Expression Parser : Part 2 - Define and implement a visitor for MongoDB

#javascript #typescript #parser #visitor

In the first part, we saw how to use Chevrotain to write a small parser. The post is available here.

To use the output of a parser, i.e. a syntax tree, we have several solutions. We can discard the interpreter, which is unsuitable in our case, and focus on either the Listener or the Visitor.

The main difference between the Listener and the Visitor is that the Listener will walk through the tree in one pass, node by node, from start to finish, triggering events related to the traversal, while the Visitor can decide when and how the nodes will be visited.

A Xml type language can be parsed with a Listener, as SAX parsers do. A language such as C# will have to go through a Visitor to allow further analysis and optimizations that will require to go through some nodes several times.

Defining the Visitor

Our goal is for our micro filtering language to be usable by multiple database providers, we need to start by defining the interfaces that represent it, in order to provide a model for the various implementations.

Each non-terminal node will be represented by a method. Each method will take a context object that will contain the specific data to understand and use them during the traversal.

andOrExp example

So let's try to define the andOrExp node. To start with, let's create a method to represent it.

  /**
   * [expression]--(AndOp | OrOp)?--[expression]?
   * @param ctx 
   */
  andOrExp:(ctx: AndOrExpNodeContext) => unknown;

The method should return an unknown type because we cannot define the method return type. It will be set depending on the database provider.
• • •
- Set task A
Copy the expression parser post from the words "Our goal is" through the words "to represent it.", swapping "context object" for "context parameter".
- Set task B
Continue the expression parser post from the point where it ends.

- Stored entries
• • •
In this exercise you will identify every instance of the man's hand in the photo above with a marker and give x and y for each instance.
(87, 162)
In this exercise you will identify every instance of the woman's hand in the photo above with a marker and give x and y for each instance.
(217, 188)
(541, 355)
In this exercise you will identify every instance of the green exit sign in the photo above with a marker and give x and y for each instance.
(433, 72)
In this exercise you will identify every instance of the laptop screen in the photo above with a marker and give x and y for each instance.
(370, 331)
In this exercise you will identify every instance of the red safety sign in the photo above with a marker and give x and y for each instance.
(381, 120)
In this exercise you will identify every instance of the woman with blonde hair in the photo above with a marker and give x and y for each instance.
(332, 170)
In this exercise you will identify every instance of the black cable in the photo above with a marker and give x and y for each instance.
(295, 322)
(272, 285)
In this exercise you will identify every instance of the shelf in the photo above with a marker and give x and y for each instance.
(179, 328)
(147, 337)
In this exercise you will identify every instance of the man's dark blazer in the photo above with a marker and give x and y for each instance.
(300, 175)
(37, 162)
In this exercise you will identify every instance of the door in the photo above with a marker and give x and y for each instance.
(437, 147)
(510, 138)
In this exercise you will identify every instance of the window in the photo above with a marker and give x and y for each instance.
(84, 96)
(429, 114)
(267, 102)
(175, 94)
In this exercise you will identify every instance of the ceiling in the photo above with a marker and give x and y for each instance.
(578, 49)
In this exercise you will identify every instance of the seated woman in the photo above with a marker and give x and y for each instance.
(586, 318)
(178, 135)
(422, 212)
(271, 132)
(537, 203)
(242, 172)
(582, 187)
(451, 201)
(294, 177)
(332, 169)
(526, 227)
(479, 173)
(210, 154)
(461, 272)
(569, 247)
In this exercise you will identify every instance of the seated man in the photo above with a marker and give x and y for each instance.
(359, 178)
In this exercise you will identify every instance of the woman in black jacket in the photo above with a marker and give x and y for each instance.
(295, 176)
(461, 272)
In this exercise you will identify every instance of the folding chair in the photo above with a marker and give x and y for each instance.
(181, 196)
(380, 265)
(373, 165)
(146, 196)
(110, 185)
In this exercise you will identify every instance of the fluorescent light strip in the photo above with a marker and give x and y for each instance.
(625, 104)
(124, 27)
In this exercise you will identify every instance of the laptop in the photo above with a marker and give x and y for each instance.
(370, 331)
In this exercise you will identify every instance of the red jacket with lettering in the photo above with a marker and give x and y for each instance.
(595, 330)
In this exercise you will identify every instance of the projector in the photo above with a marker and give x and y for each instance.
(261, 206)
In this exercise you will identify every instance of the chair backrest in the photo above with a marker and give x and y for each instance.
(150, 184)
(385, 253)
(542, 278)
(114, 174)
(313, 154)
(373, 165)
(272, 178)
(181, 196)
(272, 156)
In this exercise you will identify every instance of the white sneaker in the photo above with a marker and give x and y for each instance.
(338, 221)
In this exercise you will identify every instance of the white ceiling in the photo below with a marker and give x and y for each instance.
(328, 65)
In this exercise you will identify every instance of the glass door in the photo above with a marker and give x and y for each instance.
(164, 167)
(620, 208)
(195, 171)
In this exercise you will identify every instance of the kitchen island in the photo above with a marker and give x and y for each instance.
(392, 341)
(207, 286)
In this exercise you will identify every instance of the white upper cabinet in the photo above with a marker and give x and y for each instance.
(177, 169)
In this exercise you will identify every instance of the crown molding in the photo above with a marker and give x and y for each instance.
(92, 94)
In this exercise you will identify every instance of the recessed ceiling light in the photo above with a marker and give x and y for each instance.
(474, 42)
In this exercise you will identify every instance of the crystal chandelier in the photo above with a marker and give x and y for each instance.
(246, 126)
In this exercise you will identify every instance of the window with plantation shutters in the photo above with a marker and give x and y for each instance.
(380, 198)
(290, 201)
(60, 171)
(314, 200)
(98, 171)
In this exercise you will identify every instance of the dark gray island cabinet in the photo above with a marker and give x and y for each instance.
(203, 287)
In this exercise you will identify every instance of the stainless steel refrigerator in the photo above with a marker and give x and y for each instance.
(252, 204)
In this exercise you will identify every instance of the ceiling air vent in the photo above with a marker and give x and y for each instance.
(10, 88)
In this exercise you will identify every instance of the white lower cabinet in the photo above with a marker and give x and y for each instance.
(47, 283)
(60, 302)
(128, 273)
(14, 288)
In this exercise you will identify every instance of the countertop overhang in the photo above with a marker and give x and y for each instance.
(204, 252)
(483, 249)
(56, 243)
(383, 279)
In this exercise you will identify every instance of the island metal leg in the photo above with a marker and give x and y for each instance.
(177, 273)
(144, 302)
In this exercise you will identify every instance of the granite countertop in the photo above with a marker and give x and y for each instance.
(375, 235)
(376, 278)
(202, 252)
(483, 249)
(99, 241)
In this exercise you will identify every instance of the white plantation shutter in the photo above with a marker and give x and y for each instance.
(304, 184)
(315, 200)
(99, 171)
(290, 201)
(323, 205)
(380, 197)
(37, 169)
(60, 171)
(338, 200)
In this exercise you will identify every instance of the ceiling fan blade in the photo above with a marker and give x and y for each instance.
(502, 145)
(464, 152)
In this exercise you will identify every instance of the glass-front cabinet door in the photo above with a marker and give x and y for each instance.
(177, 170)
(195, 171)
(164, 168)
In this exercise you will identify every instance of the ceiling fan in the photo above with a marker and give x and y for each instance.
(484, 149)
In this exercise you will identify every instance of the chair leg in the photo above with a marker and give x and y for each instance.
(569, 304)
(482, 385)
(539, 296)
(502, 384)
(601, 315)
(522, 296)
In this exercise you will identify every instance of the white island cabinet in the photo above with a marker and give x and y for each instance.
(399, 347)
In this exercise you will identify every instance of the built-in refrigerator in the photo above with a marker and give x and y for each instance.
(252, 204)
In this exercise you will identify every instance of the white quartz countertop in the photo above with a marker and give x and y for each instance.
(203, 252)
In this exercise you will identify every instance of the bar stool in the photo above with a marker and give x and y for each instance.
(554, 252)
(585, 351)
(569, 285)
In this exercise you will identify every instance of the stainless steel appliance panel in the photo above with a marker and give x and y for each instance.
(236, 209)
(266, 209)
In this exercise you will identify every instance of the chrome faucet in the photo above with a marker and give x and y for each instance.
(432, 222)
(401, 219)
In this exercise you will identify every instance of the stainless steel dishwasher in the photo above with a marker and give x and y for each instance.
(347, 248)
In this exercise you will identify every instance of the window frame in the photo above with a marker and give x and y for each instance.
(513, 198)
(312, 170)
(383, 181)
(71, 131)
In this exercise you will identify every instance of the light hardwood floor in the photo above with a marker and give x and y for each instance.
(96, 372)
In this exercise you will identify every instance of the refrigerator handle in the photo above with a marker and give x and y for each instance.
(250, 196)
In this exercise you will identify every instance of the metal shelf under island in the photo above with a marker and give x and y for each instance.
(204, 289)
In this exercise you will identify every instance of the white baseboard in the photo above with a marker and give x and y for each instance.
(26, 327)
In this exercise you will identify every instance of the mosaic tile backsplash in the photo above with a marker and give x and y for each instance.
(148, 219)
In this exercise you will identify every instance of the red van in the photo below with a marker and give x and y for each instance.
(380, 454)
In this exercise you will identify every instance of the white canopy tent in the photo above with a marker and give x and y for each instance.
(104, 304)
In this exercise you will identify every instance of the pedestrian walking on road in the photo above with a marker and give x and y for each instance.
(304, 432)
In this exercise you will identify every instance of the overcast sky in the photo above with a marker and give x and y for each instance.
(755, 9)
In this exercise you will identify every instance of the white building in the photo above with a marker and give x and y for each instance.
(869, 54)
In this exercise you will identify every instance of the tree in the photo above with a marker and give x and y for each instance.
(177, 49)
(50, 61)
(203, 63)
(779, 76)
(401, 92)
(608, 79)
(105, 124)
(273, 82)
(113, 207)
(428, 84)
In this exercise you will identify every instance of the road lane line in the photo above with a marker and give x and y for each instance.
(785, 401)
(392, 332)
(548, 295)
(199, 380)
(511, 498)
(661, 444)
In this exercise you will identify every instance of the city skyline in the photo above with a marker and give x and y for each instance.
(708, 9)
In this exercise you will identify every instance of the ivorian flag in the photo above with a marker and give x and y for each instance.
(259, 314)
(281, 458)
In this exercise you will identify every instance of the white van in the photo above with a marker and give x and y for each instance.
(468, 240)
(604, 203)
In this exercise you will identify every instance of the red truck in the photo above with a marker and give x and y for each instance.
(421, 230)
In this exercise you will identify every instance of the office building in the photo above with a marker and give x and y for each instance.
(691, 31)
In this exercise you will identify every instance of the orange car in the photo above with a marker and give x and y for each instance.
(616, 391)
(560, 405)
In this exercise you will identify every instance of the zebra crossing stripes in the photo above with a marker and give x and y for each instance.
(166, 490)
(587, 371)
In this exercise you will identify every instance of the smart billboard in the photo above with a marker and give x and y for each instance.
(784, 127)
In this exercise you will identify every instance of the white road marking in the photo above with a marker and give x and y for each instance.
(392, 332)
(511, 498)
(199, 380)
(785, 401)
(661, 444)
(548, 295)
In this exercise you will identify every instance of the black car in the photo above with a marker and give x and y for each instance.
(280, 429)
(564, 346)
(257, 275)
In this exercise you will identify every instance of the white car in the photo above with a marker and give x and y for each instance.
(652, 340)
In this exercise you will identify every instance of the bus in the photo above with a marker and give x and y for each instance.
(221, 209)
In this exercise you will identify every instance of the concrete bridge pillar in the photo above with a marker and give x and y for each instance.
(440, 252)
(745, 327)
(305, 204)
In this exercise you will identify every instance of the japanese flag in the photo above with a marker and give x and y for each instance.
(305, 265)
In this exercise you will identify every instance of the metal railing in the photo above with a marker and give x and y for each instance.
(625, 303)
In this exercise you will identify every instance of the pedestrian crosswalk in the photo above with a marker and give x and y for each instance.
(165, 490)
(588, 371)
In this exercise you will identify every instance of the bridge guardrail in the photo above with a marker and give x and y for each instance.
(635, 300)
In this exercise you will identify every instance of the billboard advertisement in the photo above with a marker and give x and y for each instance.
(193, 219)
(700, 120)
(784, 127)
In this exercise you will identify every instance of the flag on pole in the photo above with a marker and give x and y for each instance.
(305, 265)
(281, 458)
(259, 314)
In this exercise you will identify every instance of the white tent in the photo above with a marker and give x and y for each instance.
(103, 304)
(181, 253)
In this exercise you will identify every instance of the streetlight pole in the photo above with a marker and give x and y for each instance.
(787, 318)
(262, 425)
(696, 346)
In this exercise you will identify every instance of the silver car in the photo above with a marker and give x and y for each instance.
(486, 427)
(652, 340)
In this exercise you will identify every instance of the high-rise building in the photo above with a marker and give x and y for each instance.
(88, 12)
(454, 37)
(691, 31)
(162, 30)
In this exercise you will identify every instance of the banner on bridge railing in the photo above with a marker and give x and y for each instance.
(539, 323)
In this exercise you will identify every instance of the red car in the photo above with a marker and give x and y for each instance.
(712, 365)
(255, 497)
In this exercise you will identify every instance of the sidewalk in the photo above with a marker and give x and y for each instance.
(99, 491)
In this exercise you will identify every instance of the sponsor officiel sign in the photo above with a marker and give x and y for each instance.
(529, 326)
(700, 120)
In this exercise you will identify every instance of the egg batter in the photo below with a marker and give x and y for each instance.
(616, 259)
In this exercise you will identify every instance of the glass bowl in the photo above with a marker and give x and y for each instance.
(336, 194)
• • •
- Exercise answer A
Our goal is for our micro filtering language to be usable by multiple database providers, we need to start by defining the interfaces that represent it, in order to provide a model for the various implementations.

Each non-terminal node will be represented by a method. Each method will take a context parameter that will contain the specific data to understand and use them during the traversal.

andOrExp example

So let's try to define the andOrExp node. To start with, let's create a method to represent it.

- Exercise answer B
The AndOrExpNodeContext object should represent all data that allow us to interact with all tokens or non terminal nodes connected to this one.

export type AndOrExpNodeContext = CstChildrenDictionary & {
  lhs    : [ExpressionNode] ;
  rhs   ?: ExpressionNode[] ;
  AndOp ?: IToken[]         ;
  OrOp  ?: IToken[]         ;
}

The nodes and tokens available through the context will be represented as an array, because these elements can be defined several times. The node on the left can only be defined once, so it is typed as an array of a single element.

We need to do the same for each non terminal node. The definition will look like this :

export interface IFilterInterpretor {
  /**
   * [andOrExp]--[orderBy]?--[skip]?--[take]?
   * @param ctx ExpressionsContext
   */
  expressions: (ctx: ExpressionsContext) => unknown;

  /**
   * [expression]--(AndOp | OrOp)?--[expression]?
   * @param ctx 
   */
  andOrExp: (ctx: AndOrExpNodeContext) => unknown;

  /**
   * (OrderBy)--(Identifier)+--(Asc | Desc)+
   * @param ctx 
   */
  orderBy: (ctx: OrderByNodeContext) => unknown;

  /**
   * (Take)--(Integer)
   * @param ctx 
   */
  take: (ctx: TakeNodeContext) => unknown;

  /**
   * (Skip)--(Integer)
   * @param ctx 
   */
  skip: (ctx: SkipNodeContext) => unknown;

  /**
   * [compareRule] | [inExp] | [notInExp] | [parentAndOrExp]
   * @param ctx 
   */
  expression: (ctx: ExpressionNodeContext) => unknown;

  /**
   * (Identifier)--(EqOp | NotEqOp | GtOp | GteOp | LtOp | LteOp)?--[atomicExp]
   * @param ctx 
   */
  compareRule: (ctx: CompareRuleNodeContext) => unknown;

  /**
   * (Identifier)--(InOp)--[array]
   * @param ctx 
   */
  inExp: (ctx: InExpNodeContext) => unknown;

  /**
   * (Identifier)--(NotInOp)--[array]
   * @param ctx 
   */
  notInExp: (ctx: NotInExpNodeContext) => unknown;

  /**
   * (LParen)--[andOrExp]--(RParen)
   * @param ctx 
   */
  parentAndOrExp: (ctx: ParentAndOrExpNodeContext) => unknown;


  /**
   * (Integer) | (Float) | (String) | [dateExp]
   * @param ctx 
   */
  atomicExp: (ctx: AtomicExpNodeContext) => unknown;

  /**
   * (Dt)--(LCurly)--(String)--(RCurly)
   * @param ctx 
   */
  dateExp: (ctx: DateExpNodeContext) => unknown;

  /**
   * (LBraket)--[atomicExp]--(Comma)*--[atomicExp]*--(RBraket)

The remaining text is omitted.